EXERCISE AIM:
Write out the entries word for word, starting with the very first line and ending after the line that contains "x=680, y=751", with nothing beyond it.

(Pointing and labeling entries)
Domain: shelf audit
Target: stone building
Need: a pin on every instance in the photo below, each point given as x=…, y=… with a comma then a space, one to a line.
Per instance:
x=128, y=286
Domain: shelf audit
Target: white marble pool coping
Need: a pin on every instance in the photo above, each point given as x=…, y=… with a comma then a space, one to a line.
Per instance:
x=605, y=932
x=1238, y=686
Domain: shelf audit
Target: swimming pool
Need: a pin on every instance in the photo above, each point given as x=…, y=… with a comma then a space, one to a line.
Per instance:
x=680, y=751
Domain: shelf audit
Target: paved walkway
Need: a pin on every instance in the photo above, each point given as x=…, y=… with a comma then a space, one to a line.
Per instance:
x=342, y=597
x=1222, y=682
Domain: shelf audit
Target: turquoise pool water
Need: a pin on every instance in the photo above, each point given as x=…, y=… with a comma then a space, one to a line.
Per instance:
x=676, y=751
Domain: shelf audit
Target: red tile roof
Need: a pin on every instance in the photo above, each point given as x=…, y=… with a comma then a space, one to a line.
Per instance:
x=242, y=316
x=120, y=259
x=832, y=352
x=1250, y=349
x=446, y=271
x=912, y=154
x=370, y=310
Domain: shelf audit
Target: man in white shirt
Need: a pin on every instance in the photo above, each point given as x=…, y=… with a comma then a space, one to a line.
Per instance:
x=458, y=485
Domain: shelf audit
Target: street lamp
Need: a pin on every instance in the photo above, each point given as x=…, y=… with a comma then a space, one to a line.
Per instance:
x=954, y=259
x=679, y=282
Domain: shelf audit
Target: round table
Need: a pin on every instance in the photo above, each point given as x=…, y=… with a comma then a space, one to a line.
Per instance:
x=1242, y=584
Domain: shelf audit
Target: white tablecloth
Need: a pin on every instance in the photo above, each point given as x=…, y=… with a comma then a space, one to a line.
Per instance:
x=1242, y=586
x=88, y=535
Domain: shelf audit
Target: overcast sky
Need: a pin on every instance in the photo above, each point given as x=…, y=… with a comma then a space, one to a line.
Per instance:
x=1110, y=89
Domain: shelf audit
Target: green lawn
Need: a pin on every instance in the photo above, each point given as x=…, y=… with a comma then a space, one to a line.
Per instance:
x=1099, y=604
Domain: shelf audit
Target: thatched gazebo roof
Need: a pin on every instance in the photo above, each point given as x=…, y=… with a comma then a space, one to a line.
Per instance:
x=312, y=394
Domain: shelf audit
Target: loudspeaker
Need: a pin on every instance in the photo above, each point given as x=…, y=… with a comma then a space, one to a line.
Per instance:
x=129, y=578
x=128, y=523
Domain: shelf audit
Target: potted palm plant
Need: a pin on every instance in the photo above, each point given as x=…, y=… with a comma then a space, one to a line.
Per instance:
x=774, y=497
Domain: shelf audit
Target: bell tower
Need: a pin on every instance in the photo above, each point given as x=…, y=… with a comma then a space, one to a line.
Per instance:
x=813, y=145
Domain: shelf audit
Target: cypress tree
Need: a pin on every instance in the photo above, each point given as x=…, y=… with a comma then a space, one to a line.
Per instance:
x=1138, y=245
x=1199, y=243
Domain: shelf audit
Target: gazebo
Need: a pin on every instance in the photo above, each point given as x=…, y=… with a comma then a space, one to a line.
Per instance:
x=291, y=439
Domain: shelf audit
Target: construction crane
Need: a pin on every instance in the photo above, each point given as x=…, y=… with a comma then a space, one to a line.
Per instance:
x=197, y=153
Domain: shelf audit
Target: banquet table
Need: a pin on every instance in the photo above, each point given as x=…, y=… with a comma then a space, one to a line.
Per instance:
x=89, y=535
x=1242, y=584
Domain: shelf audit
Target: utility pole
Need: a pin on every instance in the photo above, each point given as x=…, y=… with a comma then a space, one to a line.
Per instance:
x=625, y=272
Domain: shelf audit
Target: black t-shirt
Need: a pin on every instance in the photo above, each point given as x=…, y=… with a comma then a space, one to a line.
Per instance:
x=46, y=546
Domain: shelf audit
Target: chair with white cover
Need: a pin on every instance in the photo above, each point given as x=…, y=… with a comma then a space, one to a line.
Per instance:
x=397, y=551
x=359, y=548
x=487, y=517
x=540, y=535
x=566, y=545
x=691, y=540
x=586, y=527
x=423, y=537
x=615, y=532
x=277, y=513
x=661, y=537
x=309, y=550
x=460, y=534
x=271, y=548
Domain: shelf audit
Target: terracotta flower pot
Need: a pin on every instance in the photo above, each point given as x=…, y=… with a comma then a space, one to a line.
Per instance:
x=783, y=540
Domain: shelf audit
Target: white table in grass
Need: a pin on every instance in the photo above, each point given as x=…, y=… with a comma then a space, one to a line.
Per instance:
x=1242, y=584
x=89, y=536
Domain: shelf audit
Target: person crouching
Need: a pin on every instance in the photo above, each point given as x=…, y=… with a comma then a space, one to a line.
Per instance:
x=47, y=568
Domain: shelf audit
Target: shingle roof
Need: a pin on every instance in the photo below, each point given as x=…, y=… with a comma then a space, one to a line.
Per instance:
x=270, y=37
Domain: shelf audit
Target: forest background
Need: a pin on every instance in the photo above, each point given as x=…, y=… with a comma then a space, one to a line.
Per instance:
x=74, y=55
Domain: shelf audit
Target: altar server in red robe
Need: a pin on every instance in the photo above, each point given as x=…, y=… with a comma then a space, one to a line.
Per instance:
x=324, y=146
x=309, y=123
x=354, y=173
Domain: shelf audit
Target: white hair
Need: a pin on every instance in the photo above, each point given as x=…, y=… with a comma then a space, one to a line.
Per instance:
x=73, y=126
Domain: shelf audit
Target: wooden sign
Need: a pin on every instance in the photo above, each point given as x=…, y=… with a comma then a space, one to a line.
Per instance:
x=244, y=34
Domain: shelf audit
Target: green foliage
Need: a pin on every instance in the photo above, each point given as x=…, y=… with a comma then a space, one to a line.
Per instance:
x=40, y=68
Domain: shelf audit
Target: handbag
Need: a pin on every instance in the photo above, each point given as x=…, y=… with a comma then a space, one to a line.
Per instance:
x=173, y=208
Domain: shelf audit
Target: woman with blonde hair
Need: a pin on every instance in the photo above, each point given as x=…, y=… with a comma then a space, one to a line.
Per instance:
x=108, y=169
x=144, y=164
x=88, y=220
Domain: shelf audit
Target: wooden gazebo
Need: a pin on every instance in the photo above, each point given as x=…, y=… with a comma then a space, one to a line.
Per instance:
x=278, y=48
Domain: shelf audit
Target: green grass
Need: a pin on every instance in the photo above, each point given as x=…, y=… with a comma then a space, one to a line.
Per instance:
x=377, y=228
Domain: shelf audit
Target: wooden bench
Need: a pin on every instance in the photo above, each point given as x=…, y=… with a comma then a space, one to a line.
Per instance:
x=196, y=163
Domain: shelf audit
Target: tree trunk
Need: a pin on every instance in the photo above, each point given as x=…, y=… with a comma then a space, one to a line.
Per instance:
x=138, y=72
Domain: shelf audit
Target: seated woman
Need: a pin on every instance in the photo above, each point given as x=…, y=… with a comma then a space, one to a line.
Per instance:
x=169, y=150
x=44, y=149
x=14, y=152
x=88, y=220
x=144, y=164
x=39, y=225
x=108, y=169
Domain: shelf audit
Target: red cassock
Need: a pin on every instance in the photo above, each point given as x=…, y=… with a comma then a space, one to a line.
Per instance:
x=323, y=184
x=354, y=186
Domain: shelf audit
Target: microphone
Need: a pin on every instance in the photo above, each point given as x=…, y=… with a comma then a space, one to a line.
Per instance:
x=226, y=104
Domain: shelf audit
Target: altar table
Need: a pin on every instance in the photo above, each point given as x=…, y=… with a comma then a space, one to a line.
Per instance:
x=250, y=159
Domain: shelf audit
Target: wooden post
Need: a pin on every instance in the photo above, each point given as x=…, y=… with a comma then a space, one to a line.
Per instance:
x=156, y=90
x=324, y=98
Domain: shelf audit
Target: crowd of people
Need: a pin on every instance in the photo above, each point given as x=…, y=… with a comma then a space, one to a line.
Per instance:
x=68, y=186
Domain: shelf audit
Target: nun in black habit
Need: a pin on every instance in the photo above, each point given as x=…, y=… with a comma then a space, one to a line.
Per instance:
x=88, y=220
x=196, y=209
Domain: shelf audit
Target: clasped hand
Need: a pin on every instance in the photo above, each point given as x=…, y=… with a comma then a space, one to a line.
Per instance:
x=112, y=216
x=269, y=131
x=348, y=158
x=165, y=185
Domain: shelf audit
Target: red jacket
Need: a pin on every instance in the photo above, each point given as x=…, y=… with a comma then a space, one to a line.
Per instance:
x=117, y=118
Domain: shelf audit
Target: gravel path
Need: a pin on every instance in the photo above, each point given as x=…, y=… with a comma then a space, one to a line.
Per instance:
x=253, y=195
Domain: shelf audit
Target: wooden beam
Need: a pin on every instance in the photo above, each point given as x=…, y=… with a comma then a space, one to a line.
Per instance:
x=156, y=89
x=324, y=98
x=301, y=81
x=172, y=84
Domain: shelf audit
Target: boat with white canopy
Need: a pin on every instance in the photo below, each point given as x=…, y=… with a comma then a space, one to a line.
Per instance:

CORRECT RESULT:
Domain: shelf audit
Target: stone building
Need: a pin on every instance in the photo below, each point given as x=…, y=… with a comma then a space, one to a line.
Per instance:
x=128, y=286
Domain: shelf audit
Target: white marble pool coping
Need: a pin on every instance in the photo above, each point given as x=…, y=… with a comma then a space, one to a line.
Per instance:
x=605, y=932
x=1238, y=686
Domain: shelf audit
Target: swimming pool
Need: a pin on every instance in the photo above, each point given as x=…, y=… with a comma then a space, one to a line.
Per instance:
x=680, y=751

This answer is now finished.